Work to be completed:
Substitute "a single dot for each instance" for "one dot per instance" in the records running from the line that contains "Would you be able to indicate the air" through the end of the records. Return only those lines, leaving everything else in them unchanged.

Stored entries
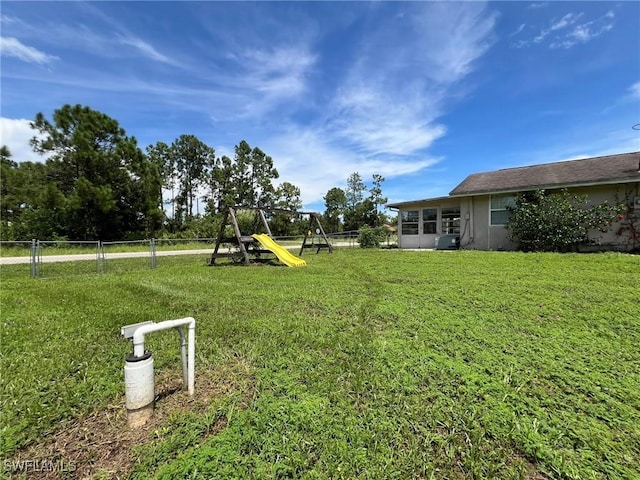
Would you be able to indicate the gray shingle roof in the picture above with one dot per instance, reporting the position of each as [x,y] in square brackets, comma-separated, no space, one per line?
[620,168]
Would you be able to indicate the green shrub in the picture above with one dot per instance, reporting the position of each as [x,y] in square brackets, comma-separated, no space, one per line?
[557,222]
[371,237]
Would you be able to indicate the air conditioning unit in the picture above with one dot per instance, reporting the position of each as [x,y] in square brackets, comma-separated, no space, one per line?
[448,242]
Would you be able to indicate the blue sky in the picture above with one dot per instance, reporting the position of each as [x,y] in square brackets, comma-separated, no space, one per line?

Result:
Would you be able to indicate the air conditioning unit in the picture above with a single dot for each instance, reporting the position of each as [x,y] in square brackets, comma-separated, no space, one per line?
[448,242]
Would you be able to indicate the blue sky in the picture above with a single dot for each instance, reporting the position of each as [x,y] in square brackets, comma-separated, no space, one per line?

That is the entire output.